Point labeling examples>
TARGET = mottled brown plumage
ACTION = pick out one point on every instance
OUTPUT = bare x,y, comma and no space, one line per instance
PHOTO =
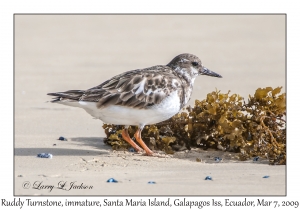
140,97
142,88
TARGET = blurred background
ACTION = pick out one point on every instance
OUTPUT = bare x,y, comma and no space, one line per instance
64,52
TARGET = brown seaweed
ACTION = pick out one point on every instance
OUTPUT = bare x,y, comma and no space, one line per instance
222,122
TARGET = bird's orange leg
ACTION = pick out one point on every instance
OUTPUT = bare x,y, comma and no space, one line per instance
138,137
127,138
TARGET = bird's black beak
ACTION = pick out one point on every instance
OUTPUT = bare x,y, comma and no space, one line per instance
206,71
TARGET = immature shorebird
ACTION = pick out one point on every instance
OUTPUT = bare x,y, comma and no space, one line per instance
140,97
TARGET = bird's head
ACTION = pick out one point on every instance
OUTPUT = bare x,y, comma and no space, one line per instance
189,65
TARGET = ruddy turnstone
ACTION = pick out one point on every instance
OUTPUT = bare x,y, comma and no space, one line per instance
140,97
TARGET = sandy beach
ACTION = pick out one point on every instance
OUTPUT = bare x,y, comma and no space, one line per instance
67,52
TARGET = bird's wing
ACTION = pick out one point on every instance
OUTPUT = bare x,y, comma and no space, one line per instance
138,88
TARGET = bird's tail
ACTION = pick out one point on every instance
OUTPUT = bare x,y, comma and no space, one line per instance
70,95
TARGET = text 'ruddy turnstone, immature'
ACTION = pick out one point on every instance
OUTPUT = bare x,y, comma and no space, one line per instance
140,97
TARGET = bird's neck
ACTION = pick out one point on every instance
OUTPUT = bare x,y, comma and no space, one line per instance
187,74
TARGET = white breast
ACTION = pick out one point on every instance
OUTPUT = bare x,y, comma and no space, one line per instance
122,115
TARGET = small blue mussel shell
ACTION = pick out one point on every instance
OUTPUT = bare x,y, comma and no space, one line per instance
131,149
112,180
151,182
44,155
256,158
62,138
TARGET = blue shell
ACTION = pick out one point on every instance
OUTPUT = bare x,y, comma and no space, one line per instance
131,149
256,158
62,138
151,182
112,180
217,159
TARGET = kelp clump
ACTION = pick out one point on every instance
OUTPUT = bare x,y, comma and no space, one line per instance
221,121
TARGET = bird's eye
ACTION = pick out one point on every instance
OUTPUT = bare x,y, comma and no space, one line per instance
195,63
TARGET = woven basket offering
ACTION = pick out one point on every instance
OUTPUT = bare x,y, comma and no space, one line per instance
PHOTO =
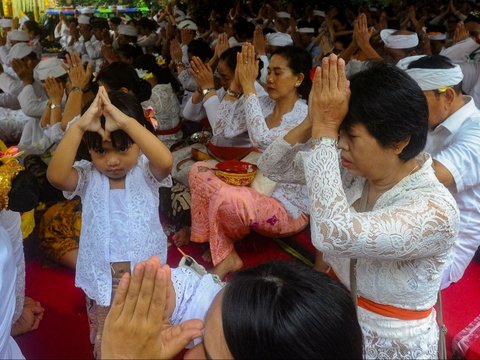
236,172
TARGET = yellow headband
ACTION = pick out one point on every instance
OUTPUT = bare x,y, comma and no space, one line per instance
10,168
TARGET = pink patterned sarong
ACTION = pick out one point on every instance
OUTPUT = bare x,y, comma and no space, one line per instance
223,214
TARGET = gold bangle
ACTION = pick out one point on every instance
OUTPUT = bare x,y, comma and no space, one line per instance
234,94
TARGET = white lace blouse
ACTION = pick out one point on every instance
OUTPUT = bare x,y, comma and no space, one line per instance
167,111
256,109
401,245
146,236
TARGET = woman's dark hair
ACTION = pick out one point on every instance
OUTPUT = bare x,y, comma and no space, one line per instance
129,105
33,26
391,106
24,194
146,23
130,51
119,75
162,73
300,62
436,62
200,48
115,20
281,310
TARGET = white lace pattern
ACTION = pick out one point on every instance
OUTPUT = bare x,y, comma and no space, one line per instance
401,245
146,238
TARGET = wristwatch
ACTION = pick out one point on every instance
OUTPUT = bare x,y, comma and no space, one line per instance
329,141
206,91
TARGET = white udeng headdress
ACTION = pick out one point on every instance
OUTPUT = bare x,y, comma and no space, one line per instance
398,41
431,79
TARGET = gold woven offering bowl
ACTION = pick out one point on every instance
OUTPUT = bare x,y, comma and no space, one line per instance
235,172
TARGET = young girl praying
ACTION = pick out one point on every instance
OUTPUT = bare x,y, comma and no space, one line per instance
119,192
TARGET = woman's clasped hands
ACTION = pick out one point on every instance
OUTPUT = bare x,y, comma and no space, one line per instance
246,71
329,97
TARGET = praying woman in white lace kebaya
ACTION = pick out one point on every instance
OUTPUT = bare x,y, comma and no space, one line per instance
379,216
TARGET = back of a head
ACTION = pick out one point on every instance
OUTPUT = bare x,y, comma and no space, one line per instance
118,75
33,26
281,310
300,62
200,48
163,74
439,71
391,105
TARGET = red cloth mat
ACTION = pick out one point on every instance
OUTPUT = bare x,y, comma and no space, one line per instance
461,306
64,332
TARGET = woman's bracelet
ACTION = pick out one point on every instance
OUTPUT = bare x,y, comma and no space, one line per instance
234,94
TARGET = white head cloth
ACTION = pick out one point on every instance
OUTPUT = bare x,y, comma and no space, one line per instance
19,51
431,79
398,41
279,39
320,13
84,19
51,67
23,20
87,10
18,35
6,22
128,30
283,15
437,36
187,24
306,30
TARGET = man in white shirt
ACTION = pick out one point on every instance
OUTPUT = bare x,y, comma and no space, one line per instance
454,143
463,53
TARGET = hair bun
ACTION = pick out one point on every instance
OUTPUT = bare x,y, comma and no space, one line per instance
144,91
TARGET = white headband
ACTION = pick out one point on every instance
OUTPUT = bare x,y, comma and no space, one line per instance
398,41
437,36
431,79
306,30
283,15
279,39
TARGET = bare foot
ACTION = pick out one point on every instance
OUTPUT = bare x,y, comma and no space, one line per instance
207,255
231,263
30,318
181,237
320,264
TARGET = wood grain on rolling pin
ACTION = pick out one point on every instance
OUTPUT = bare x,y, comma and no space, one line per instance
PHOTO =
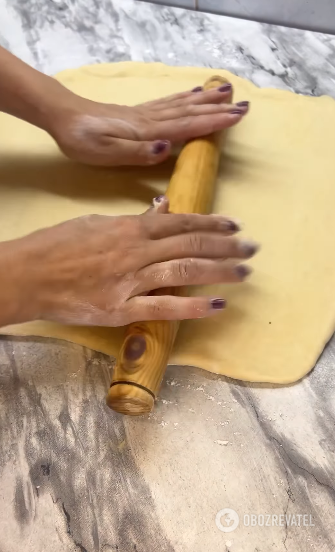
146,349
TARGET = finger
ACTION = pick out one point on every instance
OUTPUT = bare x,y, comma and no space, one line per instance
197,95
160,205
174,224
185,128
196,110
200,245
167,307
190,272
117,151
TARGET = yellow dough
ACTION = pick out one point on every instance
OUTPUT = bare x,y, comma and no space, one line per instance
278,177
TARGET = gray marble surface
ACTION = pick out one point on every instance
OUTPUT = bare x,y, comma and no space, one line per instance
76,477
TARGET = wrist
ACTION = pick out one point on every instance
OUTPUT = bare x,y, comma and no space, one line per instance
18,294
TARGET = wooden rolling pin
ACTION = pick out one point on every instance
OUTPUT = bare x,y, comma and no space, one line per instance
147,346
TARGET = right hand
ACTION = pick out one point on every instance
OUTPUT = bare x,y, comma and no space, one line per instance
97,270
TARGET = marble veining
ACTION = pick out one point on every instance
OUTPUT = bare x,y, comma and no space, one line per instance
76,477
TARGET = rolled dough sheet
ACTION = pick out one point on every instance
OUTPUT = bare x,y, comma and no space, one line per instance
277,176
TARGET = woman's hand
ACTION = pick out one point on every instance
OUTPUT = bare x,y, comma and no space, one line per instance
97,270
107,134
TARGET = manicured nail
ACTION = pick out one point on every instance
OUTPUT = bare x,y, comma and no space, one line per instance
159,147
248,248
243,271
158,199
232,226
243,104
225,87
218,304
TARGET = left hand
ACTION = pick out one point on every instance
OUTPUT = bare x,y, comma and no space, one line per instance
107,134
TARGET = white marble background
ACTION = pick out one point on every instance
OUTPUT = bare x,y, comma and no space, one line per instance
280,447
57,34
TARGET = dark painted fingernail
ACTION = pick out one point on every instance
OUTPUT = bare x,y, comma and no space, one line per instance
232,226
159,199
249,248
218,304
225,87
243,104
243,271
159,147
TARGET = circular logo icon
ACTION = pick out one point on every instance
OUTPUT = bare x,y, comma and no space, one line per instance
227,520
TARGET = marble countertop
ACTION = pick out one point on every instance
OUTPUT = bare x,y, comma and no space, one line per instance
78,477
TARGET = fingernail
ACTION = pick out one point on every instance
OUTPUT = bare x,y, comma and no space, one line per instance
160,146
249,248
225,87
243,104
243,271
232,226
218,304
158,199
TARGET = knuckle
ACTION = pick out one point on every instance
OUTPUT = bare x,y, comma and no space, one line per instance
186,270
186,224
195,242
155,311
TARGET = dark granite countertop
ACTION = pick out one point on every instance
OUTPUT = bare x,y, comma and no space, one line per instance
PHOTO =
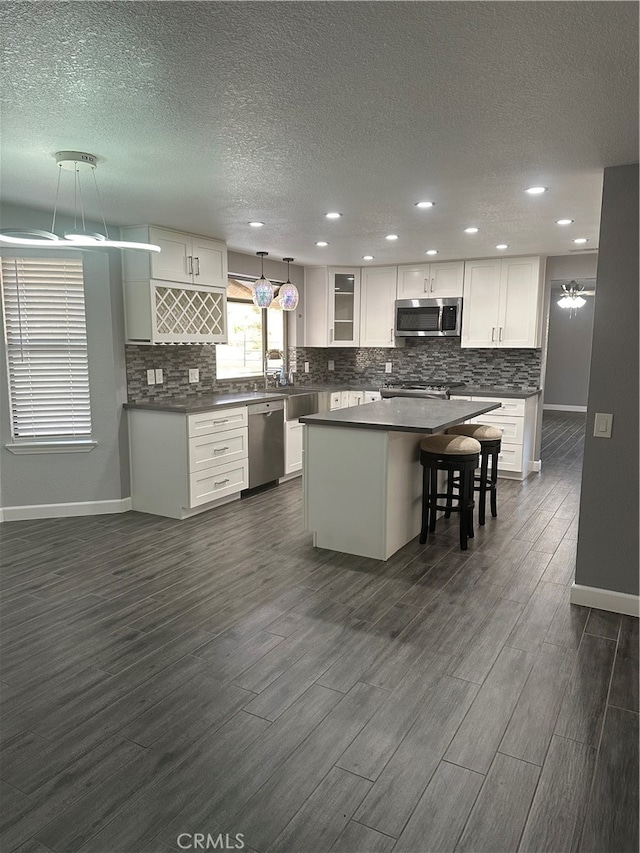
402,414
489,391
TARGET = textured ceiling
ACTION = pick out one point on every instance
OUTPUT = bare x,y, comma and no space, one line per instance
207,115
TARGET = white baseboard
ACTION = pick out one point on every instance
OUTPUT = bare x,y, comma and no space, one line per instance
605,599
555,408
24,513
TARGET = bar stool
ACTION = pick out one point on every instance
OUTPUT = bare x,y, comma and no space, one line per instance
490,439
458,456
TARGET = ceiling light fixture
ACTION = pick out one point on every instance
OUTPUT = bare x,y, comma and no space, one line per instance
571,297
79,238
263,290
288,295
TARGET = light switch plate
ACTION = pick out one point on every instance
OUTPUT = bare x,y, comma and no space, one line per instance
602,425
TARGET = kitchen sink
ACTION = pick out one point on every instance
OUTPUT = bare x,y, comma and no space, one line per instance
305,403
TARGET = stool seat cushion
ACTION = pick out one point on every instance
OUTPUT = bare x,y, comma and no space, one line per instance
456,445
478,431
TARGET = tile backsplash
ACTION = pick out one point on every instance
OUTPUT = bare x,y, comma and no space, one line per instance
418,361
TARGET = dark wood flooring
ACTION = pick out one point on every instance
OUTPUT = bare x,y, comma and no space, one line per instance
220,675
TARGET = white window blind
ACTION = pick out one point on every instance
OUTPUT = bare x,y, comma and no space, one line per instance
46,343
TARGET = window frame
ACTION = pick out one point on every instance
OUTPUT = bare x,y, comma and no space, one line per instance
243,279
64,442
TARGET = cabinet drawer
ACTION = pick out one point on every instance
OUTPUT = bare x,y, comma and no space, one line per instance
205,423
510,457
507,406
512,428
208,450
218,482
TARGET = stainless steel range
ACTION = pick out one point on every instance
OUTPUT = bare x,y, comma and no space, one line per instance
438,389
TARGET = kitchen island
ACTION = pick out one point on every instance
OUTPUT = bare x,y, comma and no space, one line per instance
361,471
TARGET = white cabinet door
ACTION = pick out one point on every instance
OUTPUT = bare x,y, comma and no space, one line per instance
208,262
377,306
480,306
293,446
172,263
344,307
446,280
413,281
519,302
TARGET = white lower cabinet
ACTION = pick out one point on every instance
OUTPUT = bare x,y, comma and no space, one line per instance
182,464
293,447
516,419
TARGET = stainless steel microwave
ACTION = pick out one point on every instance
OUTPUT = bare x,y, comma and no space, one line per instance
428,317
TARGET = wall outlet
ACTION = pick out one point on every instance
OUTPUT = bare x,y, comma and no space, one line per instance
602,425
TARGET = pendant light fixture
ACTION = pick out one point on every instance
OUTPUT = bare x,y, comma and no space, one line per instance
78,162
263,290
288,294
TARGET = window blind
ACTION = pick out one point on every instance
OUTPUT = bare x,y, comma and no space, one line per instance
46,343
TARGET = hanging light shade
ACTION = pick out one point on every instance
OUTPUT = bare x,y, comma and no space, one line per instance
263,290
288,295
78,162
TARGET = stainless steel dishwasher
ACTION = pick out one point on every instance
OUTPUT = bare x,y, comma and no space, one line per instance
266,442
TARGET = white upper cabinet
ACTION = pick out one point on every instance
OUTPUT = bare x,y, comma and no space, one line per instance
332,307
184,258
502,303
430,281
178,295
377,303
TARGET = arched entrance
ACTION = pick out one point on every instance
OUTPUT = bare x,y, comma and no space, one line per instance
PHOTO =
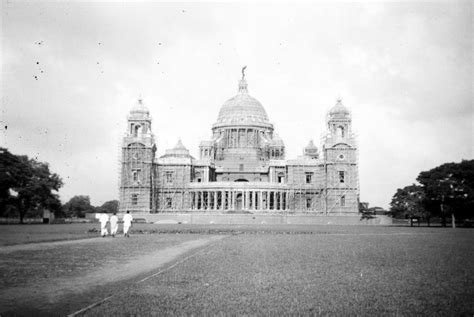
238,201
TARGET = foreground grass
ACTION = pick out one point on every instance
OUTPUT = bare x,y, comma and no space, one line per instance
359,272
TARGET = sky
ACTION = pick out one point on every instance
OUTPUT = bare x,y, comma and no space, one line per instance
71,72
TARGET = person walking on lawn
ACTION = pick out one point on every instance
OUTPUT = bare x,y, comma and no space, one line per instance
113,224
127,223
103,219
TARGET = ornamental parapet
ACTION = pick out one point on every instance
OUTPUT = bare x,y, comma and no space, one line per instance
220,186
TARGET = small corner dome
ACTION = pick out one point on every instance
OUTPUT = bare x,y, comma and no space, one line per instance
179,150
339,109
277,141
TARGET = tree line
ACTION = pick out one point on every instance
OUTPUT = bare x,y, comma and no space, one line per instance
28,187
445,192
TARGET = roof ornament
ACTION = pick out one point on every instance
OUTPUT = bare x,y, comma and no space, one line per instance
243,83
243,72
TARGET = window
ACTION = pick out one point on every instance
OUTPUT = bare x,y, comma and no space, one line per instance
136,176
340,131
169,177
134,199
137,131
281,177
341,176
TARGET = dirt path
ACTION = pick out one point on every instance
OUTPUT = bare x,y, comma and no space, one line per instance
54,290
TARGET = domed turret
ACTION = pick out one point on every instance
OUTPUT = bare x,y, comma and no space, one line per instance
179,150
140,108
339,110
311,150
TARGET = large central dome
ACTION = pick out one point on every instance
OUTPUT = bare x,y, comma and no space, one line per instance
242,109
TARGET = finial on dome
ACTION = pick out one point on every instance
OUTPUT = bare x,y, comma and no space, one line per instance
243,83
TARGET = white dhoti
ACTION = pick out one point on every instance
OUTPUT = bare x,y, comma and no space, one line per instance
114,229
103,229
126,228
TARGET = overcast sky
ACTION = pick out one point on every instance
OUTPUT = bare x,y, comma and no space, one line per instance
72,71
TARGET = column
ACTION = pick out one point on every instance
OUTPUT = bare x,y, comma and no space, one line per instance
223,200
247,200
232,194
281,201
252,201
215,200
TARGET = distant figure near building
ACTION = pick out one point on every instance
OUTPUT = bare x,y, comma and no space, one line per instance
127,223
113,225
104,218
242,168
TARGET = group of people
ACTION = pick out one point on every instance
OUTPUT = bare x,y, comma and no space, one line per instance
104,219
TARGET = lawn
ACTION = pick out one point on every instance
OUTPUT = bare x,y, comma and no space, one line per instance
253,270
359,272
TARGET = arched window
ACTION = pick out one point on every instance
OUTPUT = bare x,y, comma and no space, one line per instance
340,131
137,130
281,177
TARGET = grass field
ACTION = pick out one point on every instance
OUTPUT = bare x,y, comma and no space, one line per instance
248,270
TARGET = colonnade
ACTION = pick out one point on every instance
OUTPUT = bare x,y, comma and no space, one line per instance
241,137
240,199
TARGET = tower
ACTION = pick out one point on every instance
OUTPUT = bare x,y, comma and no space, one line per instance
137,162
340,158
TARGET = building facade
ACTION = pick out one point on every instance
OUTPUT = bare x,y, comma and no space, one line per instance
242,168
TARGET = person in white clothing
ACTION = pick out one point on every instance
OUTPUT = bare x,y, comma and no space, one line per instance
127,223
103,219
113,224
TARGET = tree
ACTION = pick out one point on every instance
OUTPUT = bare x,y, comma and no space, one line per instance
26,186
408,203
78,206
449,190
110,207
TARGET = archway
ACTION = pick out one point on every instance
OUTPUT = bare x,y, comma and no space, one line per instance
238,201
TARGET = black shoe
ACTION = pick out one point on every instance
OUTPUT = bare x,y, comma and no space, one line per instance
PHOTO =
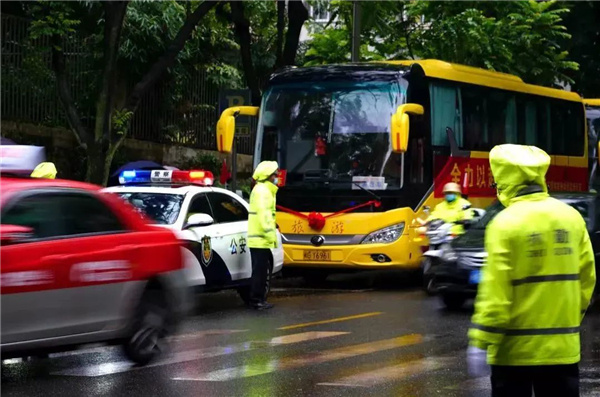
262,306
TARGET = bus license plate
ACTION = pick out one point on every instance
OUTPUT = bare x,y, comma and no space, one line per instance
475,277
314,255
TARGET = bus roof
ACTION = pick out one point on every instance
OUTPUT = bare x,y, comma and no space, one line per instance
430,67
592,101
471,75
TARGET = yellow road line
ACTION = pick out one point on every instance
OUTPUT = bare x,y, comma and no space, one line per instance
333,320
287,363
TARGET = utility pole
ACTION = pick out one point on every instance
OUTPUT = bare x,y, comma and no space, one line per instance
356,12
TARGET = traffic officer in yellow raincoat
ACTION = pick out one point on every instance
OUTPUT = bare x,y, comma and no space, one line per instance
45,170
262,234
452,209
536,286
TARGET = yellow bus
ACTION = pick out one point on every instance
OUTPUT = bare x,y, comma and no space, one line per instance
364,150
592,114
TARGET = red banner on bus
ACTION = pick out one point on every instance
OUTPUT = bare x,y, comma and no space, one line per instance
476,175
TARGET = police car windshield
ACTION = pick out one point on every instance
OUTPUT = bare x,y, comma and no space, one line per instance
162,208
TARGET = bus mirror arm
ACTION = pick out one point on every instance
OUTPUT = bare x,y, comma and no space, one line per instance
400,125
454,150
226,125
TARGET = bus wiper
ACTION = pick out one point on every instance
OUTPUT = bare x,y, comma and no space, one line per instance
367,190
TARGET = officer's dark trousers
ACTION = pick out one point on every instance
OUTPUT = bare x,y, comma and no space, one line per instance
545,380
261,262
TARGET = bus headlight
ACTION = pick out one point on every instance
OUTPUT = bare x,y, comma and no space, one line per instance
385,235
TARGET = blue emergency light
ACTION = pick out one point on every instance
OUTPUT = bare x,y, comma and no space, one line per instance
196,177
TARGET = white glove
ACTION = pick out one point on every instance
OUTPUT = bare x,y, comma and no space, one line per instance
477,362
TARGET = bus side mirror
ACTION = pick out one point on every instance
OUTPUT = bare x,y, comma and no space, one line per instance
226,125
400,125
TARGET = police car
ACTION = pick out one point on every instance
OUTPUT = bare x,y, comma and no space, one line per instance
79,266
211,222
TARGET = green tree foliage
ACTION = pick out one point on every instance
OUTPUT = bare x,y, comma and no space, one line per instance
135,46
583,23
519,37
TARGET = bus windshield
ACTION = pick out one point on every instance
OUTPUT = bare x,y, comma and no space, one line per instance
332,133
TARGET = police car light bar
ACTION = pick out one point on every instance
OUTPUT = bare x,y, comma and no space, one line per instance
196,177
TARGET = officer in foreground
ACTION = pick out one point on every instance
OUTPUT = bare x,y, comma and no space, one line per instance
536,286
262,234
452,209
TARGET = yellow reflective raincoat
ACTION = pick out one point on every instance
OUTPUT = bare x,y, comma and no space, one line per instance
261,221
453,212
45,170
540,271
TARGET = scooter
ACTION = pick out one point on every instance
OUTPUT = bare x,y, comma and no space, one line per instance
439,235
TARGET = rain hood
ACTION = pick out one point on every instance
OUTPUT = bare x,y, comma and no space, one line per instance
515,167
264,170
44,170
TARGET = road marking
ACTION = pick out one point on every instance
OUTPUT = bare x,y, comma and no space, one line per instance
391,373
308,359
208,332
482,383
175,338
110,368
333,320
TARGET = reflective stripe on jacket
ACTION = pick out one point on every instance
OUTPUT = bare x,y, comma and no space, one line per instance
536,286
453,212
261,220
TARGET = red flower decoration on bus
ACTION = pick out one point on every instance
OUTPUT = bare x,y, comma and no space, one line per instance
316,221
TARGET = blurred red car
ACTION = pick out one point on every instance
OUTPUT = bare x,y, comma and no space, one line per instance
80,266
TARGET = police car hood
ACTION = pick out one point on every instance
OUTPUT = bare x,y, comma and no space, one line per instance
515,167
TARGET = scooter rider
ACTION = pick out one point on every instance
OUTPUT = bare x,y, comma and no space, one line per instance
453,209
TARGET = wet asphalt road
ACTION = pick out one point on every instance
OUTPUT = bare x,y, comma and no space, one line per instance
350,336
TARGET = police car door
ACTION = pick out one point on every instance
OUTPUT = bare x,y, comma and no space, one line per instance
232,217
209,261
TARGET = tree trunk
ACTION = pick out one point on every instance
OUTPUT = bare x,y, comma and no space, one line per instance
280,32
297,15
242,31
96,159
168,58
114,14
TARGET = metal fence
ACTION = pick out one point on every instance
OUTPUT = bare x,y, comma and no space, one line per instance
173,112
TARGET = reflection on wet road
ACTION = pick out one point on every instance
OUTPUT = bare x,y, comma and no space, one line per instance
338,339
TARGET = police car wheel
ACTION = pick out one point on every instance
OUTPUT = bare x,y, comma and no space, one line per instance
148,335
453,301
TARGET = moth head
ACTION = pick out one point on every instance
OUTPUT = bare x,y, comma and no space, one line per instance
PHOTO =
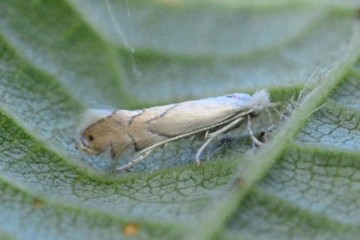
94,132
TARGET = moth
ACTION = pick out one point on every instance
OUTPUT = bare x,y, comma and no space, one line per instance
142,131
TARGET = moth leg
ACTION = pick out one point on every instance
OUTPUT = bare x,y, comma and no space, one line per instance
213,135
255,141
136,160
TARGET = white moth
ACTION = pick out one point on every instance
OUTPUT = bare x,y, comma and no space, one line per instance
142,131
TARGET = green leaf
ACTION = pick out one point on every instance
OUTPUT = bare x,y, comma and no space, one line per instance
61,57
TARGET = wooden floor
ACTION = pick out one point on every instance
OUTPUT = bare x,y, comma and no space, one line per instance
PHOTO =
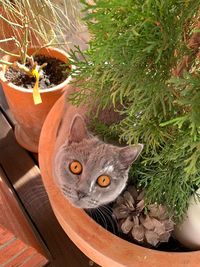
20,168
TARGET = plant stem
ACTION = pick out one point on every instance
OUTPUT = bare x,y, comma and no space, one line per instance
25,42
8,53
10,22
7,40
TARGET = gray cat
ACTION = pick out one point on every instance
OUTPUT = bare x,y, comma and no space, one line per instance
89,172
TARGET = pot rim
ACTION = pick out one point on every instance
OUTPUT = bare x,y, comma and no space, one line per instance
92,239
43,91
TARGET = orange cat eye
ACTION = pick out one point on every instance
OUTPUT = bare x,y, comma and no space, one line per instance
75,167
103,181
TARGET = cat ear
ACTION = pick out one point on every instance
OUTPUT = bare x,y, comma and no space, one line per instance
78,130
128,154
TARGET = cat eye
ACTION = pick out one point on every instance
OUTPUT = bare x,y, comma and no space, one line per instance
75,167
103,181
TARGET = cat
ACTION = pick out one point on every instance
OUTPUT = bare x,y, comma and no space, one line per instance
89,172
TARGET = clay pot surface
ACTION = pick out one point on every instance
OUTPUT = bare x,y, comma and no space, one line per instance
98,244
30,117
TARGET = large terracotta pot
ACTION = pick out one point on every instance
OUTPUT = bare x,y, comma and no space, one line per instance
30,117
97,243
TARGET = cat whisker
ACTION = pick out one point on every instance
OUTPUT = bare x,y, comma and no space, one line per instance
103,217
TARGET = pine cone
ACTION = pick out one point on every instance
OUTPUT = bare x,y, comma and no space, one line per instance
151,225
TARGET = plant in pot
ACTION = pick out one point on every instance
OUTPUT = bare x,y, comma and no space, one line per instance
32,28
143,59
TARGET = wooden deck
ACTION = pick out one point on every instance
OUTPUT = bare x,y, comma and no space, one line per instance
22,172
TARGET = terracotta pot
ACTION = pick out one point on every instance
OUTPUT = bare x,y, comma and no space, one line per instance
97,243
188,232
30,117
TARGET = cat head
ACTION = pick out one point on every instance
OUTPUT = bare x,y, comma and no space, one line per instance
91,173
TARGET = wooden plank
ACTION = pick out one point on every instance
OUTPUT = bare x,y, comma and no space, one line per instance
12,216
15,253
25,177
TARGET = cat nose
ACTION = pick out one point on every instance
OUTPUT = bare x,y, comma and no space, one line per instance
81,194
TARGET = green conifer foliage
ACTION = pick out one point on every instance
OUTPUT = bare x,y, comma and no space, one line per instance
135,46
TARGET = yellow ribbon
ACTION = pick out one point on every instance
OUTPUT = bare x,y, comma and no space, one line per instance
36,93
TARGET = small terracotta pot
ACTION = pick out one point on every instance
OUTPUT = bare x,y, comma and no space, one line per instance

SHORT TASK> Transcribe exactly the line containing "TARGET = terracotta pot" and all remaining lines of the material, ending with the last one.

OUTPUT FOR THIS EXERCISE>
TARGET = terracotta pot
ACTION = pick out one point on every instance
OUTPUT = bare x,y, comma and no space, one line per instance
97,243
188,232
30,117
TARGET = cat head
ACTION = pick out one point on every instance
OUTPUT = bare x,y, comma and no space, one line per instance
91,173
TARGET = wooden plank
ACTION = pick out one point on every instance
OUTPUT = bare x,y, comma and no space, one line per instance
12,216
15,253
25,177
TARGET = cat nose
ACTION = pick out one point on every instance
OUTPUT = bare x,y, comma and no space, one line per instance
81,194
TARGET = green conifer foliage
ACTION = pick out one point on every instance
OUTPUT = bare x,y, comma and no space, one line per instance
135,46
TARGET = yellow ribbon
ACTION = pick out one point on every instance
OUTPUT = bare x,y, comma and no space, one line per instance
36,93
TARGET = small terracotta pot
ACTION = pick out one point on every instance
OUTPUT = bare x,y, comma and no space, one line per instance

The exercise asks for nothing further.